Problem to work on:
Look in the data below for the line that contains "Guideline: the keypoint for each instance of the asphalt". Copy that line and the remaining lines exactly.
━━━ Task input ━━━
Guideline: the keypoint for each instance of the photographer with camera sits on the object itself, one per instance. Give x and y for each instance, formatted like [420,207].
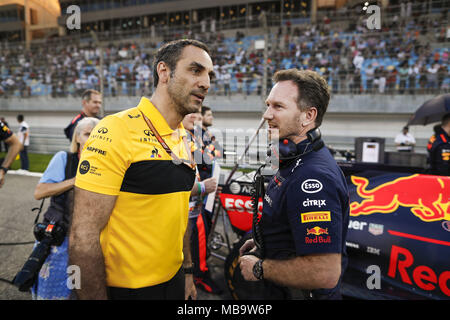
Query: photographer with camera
[46,269]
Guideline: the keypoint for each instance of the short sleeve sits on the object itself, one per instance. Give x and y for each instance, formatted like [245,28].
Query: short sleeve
[315,214]
[5,132]
[105,157]
[56,169]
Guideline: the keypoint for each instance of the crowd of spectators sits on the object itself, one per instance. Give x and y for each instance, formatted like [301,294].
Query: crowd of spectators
[396,59]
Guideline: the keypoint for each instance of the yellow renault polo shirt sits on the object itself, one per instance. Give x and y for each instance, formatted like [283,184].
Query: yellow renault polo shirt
[143,241]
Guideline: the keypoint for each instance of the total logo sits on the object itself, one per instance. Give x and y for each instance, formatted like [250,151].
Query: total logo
[311,186]
[318,232]
[155,153]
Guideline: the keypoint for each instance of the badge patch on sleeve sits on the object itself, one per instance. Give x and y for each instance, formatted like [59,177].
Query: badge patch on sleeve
[316,216]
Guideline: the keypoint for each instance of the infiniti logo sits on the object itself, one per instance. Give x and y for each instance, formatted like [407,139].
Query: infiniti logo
[446,225]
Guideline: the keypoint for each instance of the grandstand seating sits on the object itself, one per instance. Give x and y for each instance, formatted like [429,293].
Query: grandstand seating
[59,69]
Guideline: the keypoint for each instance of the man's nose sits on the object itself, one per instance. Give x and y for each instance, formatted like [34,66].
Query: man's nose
[205,82]
[268,114]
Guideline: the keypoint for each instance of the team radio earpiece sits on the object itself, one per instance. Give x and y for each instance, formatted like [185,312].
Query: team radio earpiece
[288,149]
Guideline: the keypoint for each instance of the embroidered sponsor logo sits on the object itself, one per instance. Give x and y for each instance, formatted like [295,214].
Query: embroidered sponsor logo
[267,198]
[102,130]
[134,117]
[314,203]
[316,216]
[318,239]
[376,229]
[317,231]
[96,150]
[84,167]
[311,186]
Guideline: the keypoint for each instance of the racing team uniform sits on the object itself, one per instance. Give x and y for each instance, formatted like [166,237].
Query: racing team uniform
[68,131]
[142,243]
[439,153]
[5,132]
[305,211]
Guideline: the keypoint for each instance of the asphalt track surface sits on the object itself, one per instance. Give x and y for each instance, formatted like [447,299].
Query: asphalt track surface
[16,225]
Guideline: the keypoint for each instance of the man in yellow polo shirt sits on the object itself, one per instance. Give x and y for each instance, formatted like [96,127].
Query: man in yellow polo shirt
[133,185]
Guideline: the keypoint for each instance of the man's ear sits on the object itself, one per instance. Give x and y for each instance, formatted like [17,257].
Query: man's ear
[309,116]
[163,72]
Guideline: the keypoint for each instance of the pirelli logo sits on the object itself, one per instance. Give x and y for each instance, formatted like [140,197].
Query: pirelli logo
[315,216]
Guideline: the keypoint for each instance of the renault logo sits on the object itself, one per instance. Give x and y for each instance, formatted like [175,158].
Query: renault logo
[148,133]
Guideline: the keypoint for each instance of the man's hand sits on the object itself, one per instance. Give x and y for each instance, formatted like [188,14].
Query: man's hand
[249,245]
[246,264]
[189,288]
━━━
Solution to the problem:
Guideline: the keypoint for each instance of the asphalt track surface sits on the object itself, one per instance. Give x and y for each instance, formatted like [447,299].
Query: asphalt track surface
[16,225]
Guideline: the keypoint for each instance of the man in yellow polo shirt sits on the object itself, one per instance. Give x and y for each instance, formatted like [96,127].
Query: man in yellow polo shirt
[133,185]
Guideline: the keypoint for each instance of the man's ear sits on the object itself, one per instance. Give x and y for each instance, formatted like [17,257].
Query: man's ear
[309,116]
[163,72]
Guideline: the keypoint for each instance of the pirelli logo sits on the object itself, one per instance. Give x and y for each instance, formatted like [140,197].
Query: pirelli logo
[315,216]
Guideline: the keypoint for each instance of the renault logo sits on the object itself, one per instance. Give x and y for each instance, formatted like [175,158].
Query: renault logo
[148,133]
Guideline: the keypoint for each instance of the man's hand sits on the object itself, one per instance. Give x and y for each instance, formatted like [188,14].
Query: man's hand
[249,245]
[246,264]
[189,288]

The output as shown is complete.